____ Excerpt provided

# and then suddenly it all clicks!



## harrigab (Aug 21, 2011)

Ruby's first hunting season,,,sort of been good(ish) with a few hairy moments, today though all the cogs seemed to be in sync . For instance, even though I kept her on a long lead she was getting pheasant smell, countless times I was prepared to walk past fallen trees yet she went into full solid, rock solid, point and wouldn't move till I poked my stick in, sure enough bird every single time ;D come final flush to get the runners and hiders over the guns I gave her free rein with commands "get in" (means find the birds) "get in get in " means "find and flush" she peed on the cockers, springers, labs on every drive at this final push without charging around like a headless chicken...it all seemed to click with Rubes today ;D


----------



## Ozkar (Jul 4, 2011)

Not a little bit proud of her are you mate????   

It gives you a warm feeling through your body when they do that


----------



## mswhipple (Mar 7, 2011)

So Ruby is MORE than just a pretty face!! GOOD GIRL, RUBY!! ;D ;D


----------



## sniper john (Jun 17, 2010)

Very nice. It's great when everything comes together.

________
____ Information given

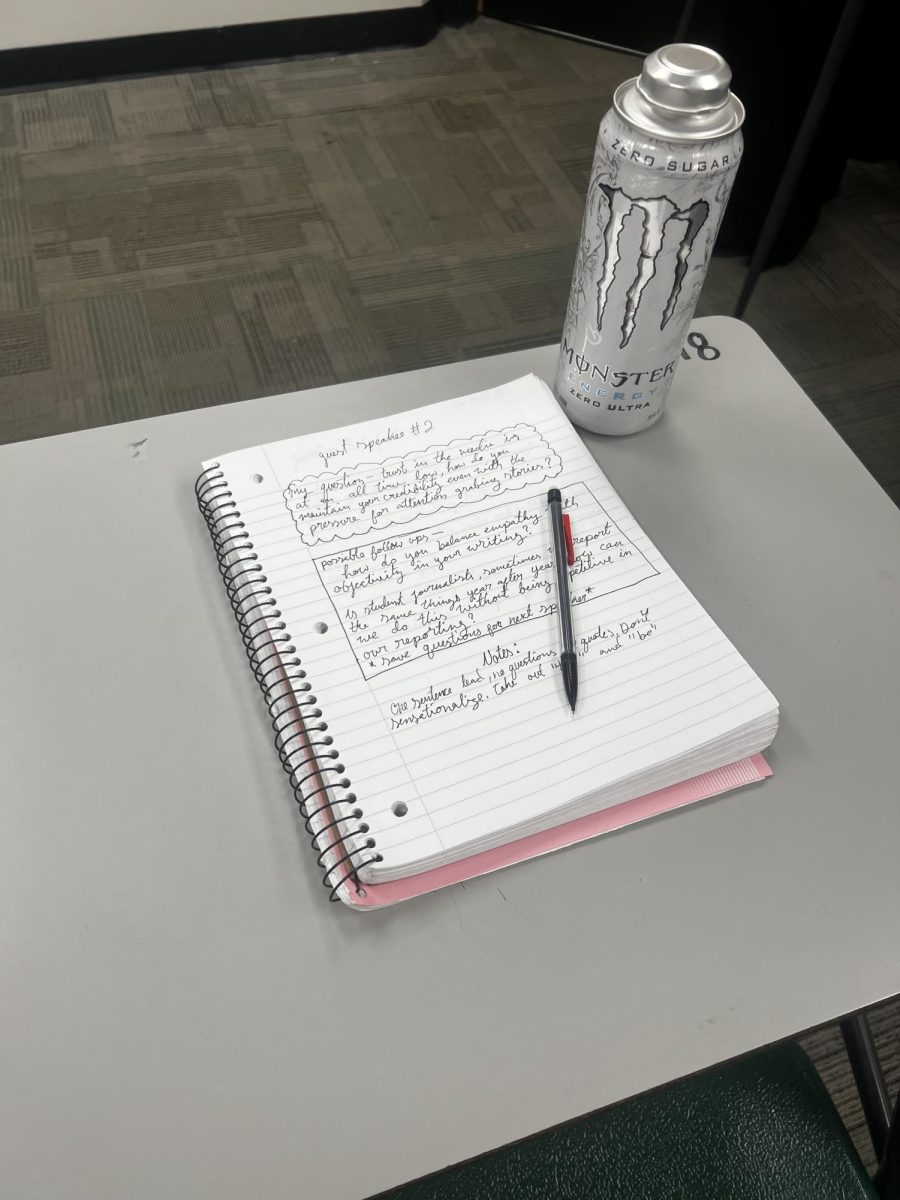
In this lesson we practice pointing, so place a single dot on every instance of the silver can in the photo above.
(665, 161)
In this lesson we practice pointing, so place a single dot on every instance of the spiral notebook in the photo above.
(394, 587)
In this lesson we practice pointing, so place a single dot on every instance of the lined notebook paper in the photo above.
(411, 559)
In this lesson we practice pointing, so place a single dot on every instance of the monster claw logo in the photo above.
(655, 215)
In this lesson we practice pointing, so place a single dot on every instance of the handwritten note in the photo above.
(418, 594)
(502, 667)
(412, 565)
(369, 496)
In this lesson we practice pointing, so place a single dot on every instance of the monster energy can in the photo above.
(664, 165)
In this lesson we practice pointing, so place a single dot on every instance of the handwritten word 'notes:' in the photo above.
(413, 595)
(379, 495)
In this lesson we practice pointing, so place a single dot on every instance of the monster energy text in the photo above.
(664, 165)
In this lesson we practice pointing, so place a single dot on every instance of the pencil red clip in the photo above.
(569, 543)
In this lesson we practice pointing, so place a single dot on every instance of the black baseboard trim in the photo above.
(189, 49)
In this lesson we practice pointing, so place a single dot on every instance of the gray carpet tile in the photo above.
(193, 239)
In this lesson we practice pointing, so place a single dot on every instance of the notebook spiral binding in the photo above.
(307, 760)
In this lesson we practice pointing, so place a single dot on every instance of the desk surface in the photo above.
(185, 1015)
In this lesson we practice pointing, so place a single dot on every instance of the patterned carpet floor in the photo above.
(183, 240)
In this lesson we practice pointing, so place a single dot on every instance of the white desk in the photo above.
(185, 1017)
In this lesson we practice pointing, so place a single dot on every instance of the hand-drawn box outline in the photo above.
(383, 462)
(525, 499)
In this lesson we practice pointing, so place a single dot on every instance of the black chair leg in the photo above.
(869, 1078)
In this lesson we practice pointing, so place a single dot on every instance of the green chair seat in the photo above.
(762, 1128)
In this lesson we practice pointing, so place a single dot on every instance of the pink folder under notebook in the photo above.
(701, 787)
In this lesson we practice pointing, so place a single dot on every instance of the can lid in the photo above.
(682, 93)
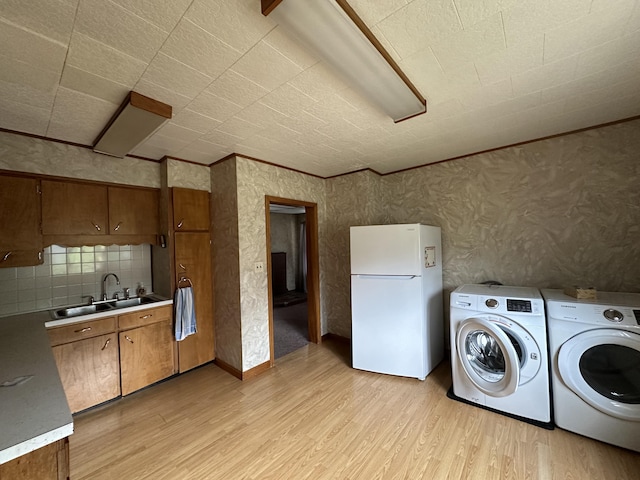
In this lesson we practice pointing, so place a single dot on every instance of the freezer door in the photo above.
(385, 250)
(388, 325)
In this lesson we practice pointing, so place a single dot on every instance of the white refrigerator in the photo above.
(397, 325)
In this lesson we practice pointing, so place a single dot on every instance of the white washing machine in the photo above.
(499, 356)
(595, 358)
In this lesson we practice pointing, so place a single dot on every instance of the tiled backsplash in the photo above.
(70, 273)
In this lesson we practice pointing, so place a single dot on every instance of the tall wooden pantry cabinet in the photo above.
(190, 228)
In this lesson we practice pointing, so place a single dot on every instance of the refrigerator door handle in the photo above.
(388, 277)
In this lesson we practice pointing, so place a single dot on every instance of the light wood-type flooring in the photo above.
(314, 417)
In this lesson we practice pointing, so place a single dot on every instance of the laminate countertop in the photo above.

________
____ Information given

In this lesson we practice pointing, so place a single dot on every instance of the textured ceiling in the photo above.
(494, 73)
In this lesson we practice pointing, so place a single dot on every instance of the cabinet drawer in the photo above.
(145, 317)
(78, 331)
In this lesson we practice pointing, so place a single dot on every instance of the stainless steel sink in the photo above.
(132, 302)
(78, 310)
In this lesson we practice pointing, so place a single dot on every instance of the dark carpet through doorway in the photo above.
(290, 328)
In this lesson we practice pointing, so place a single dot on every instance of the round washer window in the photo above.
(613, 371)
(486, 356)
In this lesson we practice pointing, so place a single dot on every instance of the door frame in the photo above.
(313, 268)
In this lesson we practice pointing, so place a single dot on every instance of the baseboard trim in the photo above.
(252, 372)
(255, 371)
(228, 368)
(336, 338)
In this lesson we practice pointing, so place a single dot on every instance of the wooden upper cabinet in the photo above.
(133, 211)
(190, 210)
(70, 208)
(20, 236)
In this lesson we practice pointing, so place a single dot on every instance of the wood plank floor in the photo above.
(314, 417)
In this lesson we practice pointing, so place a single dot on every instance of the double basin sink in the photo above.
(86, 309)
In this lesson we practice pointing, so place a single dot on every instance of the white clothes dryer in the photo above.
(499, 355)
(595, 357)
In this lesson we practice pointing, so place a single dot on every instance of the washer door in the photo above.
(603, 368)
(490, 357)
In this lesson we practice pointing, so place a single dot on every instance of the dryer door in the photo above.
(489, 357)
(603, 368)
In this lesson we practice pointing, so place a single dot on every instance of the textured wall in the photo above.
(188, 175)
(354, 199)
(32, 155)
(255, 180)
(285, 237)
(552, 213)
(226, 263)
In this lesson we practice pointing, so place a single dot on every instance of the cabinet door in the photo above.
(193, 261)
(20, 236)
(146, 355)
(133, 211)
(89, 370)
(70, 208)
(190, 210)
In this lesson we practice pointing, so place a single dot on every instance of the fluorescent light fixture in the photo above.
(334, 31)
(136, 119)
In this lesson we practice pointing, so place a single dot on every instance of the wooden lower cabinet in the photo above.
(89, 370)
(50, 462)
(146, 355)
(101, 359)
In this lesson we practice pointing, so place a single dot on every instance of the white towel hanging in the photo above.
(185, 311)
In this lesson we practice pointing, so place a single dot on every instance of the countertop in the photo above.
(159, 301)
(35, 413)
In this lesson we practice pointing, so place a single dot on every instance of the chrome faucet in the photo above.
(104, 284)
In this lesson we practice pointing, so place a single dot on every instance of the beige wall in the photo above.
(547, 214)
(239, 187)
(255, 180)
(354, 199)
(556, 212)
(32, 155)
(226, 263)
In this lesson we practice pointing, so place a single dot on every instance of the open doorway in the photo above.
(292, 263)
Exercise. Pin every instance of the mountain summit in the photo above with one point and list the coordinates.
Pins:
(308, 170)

________

▶ Instructions for the task: Please reproduce the passage of the thread about Ruby's hunting season from "Ruby's first hunting" to "are you mate????".

▶ Answer:
Ruby's first hunting season,,,sort of been good(ish) with a few hairy moments, today though all the cogs seemed to be in sync . For instance, even though I kept her on a long lead she was getting pheasant smell, countless times I was prepared to walk past fallen trees yet she went into full solid, rock solid, point and wouldn't move till I poked my stick in, sure enough bird every single time ;D come final flush to get the runners and hiders over the guns I gave her free rein with commands "get in" (means find the birds) "get in get in " means "find and flush" she peed on the cockers, springers, labs on every drive at this final push without charging around like a headless chicken...it all seemed to click with Rubes today ;D


----------



## Ozkar (Jul 4, 2011)

Not a little bit proud of her are you mate????